Count the lines in the items below that contain the string "woman", matching case exactly, and give only the number.
***
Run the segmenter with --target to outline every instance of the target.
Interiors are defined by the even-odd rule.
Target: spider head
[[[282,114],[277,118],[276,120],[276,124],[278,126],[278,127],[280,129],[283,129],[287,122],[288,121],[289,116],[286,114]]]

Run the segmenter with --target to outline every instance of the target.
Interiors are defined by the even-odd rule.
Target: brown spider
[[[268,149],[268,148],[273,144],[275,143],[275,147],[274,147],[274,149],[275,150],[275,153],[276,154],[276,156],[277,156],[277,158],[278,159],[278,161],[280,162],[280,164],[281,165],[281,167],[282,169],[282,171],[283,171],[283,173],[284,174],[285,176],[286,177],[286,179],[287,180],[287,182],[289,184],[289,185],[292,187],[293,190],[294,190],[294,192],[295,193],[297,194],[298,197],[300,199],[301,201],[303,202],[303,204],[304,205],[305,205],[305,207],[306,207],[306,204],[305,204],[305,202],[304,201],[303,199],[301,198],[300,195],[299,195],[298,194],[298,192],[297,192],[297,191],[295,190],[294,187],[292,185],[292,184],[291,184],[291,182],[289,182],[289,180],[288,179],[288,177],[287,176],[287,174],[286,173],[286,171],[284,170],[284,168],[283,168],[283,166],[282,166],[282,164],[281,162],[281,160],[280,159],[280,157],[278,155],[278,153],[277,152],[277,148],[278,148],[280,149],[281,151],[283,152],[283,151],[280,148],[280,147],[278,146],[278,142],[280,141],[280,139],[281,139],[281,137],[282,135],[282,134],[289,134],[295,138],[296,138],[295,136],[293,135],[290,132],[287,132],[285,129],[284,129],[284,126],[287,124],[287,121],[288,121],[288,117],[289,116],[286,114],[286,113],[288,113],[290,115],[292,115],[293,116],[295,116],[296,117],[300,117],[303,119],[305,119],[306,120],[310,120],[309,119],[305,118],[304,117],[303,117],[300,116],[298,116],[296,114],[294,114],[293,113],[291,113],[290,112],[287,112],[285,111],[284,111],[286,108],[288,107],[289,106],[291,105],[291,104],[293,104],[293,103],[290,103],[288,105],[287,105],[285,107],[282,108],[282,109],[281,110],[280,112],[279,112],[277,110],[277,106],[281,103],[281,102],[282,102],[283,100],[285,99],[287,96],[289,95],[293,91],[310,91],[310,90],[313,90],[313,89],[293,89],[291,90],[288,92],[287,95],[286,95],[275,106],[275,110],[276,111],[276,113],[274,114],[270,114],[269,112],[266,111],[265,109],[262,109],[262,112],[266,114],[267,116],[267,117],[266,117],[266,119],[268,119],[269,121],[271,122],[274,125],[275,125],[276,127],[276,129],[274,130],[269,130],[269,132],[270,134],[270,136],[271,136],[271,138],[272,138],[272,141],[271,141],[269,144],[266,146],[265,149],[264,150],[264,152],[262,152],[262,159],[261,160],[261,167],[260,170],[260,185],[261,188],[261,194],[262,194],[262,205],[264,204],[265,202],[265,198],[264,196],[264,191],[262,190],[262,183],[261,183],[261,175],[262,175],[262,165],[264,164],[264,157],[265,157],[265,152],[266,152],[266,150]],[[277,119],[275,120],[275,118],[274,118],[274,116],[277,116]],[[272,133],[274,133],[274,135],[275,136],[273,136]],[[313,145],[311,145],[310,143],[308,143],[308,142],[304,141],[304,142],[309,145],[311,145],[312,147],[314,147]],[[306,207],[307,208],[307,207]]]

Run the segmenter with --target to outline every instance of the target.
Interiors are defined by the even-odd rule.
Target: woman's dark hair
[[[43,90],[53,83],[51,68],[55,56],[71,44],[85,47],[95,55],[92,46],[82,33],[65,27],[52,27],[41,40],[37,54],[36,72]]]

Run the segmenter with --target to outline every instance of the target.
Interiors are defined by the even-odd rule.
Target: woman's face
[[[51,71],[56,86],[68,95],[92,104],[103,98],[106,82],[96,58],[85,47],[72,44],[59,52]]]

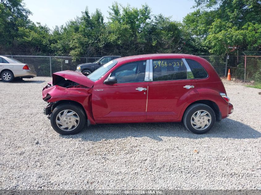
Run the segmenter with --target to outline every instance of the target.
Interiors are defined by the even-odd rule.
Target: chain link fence
[[[6,55],[25,63],[34,65],[38,76],[50,76],[63,70],[75,71],[79,64],[93,63],[97,56],[80,58],[75,60],[68,56]],[[261,56],[199,56],[209,62],[220,76],[226,76],[230,69],[231,77],[246,81],[261,82]]]
[[[33,65],[37,75],[50,76],[52,74],[63,70],[75,71],[78,65],[92,63],[100,58],[97,57],[80,58],[73,60],[72,57],[28,55],[3,55],[11,58],[23,63]]]

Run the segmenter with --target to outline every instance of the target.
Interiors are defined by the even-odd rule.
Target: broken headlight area
[[[64,78],[59,79],[59,81],[55,83],[55,85],[58,85],[65,88],[87,87],[76,82]]]
[[[51,114],[53,110],[53,106],[54,103],[53,102],[49,103],[47,106],[44,108],[44,113],[46,115],[49,115]]]

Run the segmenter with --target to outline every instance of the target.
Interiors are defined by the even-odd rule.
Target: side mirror
[[[117,78],[115,76],[110,77],[105,80],[103,83],[107,85],[111,85],[117,83]]]

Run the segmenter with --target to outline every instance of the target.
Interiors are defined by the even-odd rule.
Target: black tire
[[[6,77],[5,77],[7,75],[6,75],[10,76],[10,79],[8,80],[6,80]],[[4,77],[5,77],[5,79],[4,79]],[[3,71],[2,73],[1,73],[1,79],[4,82],[6,82],[7,83],[12,82],[14,80],[14,78],[15,77],[14,76],[14,74],[13,74],[11,71]]]
[[[205,111],[208,112],[211,116],[211,120],[210,120],[209,119],[207,119],[207,122],[208,122],[208,121],[210,121],[210,123],[209,123],[209,124],[207,128],[205,129],[204,129],[203,128],[203,130],[199,130],[194,127],[195,126],[196,128],[199,126],[197,126],[196,125],[194,124],[193,125],[192,124],[192,120],[194,120],[194,119],[192,119],[192,115],[194,113],[201,110]],[[203,111],[202,111],[202,113],[203,113]],[[207,117],[208,116],[208,114],[207,116]],[[204,119],[203,117],[204,116],[201,117],[200,118],[200,119],[198,118],[199,120],[200,120],[198,122],[198,123],[201,122],[201,120],[202,120],[202,122],[203,121],[204,122],[205,122],[206,119]],[[203,120],[204,120],[203,121]],[[192,132],[196,134],[203,134],[208,132],[212,128],[215,122],[216,115],[214,111],[210,107],[203,104],[195,104],[191,105],[187,109],[183,116],[183,123],[186,128]],[[193,121],[192,122],[193,122]],[[195,126],[194,126],[194,125]],[[207,126],[207,125],[206,125],[205,127]]]
[[[88,70],[85,70],[82,71],[82,73],[88,74],[88,75],[90,75],[92,72],[91,71]]]
[[[57,115],[61,112],[65,110],[70,110],[74,112],[78,115],[79,119],[77,127],[69,131],[62,130],[56,123]],[[78,133],[83,128],[86,121],[84,111],[82,109],[75,104],[69,103],[61,104],[56,107],[51,115],[50,120],[51,124],[54,130],[62,135],[72,135]]]

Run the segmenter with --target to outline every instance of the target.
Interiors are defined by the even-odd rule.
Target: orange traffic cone
[[[230,75],[230,69],[228,69],[228,73],[227,74],[227,79],[228,81],[231,80],[231,75]]]

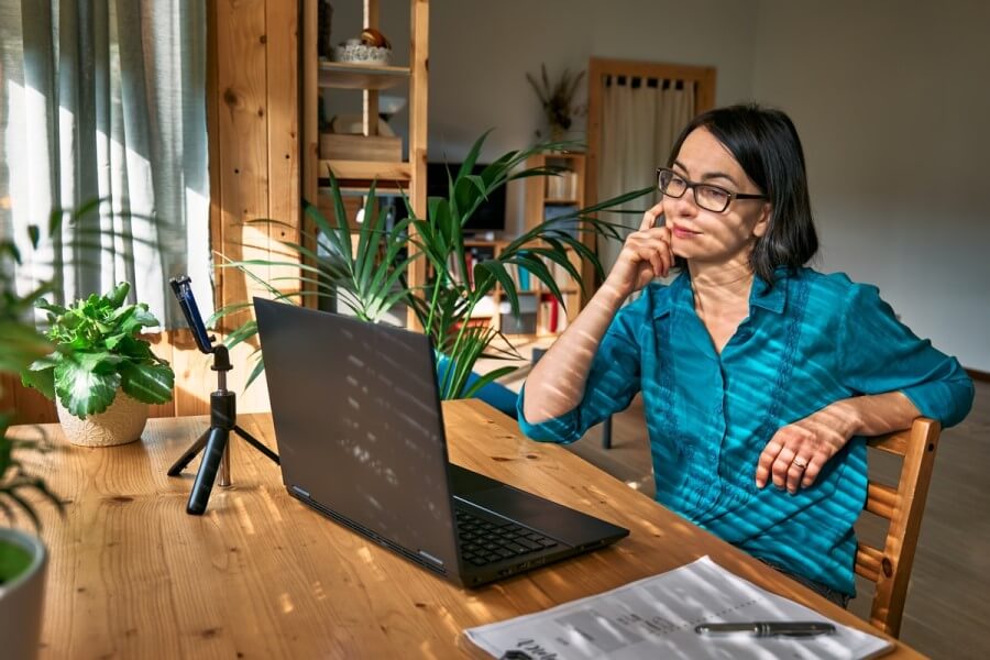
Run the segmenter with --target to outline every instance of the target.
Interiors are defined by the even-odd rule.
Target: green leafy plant
[[[551,82],[547,76],[547,65],[540,64],[540,79],[537,81],[531,74],[526,74],[530,87],[536,91],[543,105],[543,113],[547,116],[547,123],[550,124],[550,133],[564,134],[571,129],[573,118],[584,112],[583,106],[574,105],[574,95],[578,92],[578,86],[584,78],[584,72],[572,75],[569,69],[564,69],[560,78],[556,82]],[[539,133],[537,133],[539,134]]]
[[[472,324],[475,307],[501,286],[513,312],[519,315],[519,296],[508,266],[528,270],[541,282],[557,300],[564,305],[564,297],[549,267],[558,264],[580,282],[581,274],[571,262],[570,253],[576,253],[591,263],[602,275],[596,254],[581,240],[582,232],[618,238],[616,227],[598,220],[594,213],[642,197],[652,188],[636,190],[615,199],[582,209],[570,216],[547,220],[508,243],[497,257],[473,266],[468,276],[469,246],[465,244],[464,226],[482,202],[498,187],[508,182],[532,176],[556,176],[562,167],[522,167],[535,154],[573,148],[574,143],[548,142],[522,151],[510,151],[486,166],[481,174],[472,174],[474,164],[487,138],[482,135],[471,147],[462,166],[449,173],[447,197],[431,197],[425,218],[416,216],[406,199],[408,218],[386,231],[387,209],[374,212],[375,188],[372,186],[364,209],[364,222],[359,228],[348,224],[343,196],[332,173],[328,173],[334,218],[328,220],[315,206],[305,205],[305,212],[312,221],[312,231],[304,232],[301,243],[284,242],[284,258],[231,261],[228,267],[241,268],[245,276],[267,288],[272,297],[294,304],[329,298],[351,314],[370,322],[381,321],[396,304],[410,307],[425,332],[433,340],[436,349],[449,360],[439,374],[442,398],[473,396],[492,381],[506,376],[516,366],[494,370],[469,385],[476,361],[482,358],[503,360],[520,359],[512,342],[490,326]],[[405,198],[404,198],[405,199]],[[284,224],[275,220],[255,222]],[[410,285],[410,271],[426,260],[428,275],[424,284]],[[298,268],[297,276],[276,277],[271,282],[251,272],[255,266],[288,266]],[[289,286],[283,286],[289,284]],[[282,293],[280,288],[296,289]],[[251,304],[235,302],[216,312],[210,319],[239,314]],[[227,338],[229,345],[248,341],[257,332],[253,319],[246,320]],[[497,341],[496,339],[504,341]],[[263,371],[260,350],[255,350],[256,363],[249,384]]]
[[[40,232],[29,231],[32,246],[37,245]],[[0,373],[18,374],[22,369],[47,354],[52,344],[28,320],[34,302],[52,290],[50,283],[38,284],[24,296],[16,293],[11,267],[21,262],[21,253],[12,241],[0,241]],[[0,392],[2,394],[2,392]],[[7,437],[11,421],[9,413],[0,413],[0,515],[12,520],[14,510],[23,510],[35,528],[41,527],[33,504],[25,493],[35,491],[62,510],[62,502],[48,491],[43,479],[30,473],[21,457],[29,451],[44,451],[43,442],[13,440]]]
[[[22,370],[23,383],[48,398],[58,396],[79,418],[105,411],[118,388],[146,404],[168,402],[175,374],[140,338],[142,328],[158,320],[143,302],[124,304],[130,288],[124,282],[69,307],[37,300],[48,312],[46,336],[56,350]]]

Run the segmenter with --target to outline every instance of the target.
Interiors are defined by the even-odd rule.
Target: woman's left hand
[[[842,404],[827,406],[794,424],[781,427],[763,448],[757,463],[758,488],[773,481],[790,494],[807,488],[832,457],[855,435],[853,410]]]

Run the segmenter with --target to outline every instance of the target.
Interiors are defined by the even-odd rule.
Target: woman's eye
[[[723,190],[722,188],[713,188],[711,186],[702,186],[698,189],[698,193],[705,196],[711,201],[724,202],[728,199],[729,194],[727,190]]]

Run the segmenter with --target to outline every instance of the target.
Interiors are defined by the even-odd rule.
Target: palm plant
[[[486,138],[487,133],[474,143],[457,173],[448,173],[448,196],[430,198],[425,218],[416,217],[404,197],[408,218],[386,231],[387,209],[374,215],[375,187],[372,186],[364,209],[365,220],[352,233],[345,220],[340,186],[333,174],[329,173],[334,221],[307,204],[305,212],[312,220],[315,231],[304,232],[302,244],[284,242],[285,258],[230,261],[224,265],[241,268],[275,299],[301,304],[312,297],[332,298],[358,318],[370,322],[381,321],[396,304],[409,306],[424,331],[432,339],[436,350],[450,358],[444,361],[446,367],[439,374],[441,397],[471,397],[481,387],[518,369],[504,366],[472,382],[470,376],[480,358],[521,358],[498,330],[469,322],[475,307],[496,286],[502,287],[513,314],[519,315],[518,290],[508,266],[528,270],[564,305],[563,295],[548,264],[559,265],[575,282],[580,282],[581,274],[569,258],[569,252],[573,251],[591,263],[600,275],[604,275],[594,251],[579,238],[581,232],[618,239],[617,226],[597,219],[594,213],[652,191],[652,188],[636,190],[570,216],[547,220],[512,241],[496,257],[474,264],[472,276],[468,276],[469,248],[463,228],[472,215],[494,190],[512,180],[556,176],[563,170],[553,165],[521,168],[528,157],[575,146],[574,143],[548,142],[527,150],[510,151],[480,174],[472,174]],[[410,286],[408,274],[420,258],[426,260],[429,275],[425,284]],[[299,275],[264,282],[251,273],[252,266],[297,267]],[[295,280],[302,290],[282,293],[278,287],[286,279]],[[250,302],[227,306],[213,315],[211,322],[246,307]],[[233,330],[227,341],[234,345],[256,332],[255,321],[248,320]],[[503,343],[496,342],[498,338],[505,340],[507,348],[498,348],[497,344]],[[255,351],[255,359],[257,362],[249,384],[264,369],[260,350]]]

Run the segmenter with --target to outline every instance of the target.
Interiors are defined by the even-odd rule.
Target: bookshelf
***
#### RESULT BELOW:
4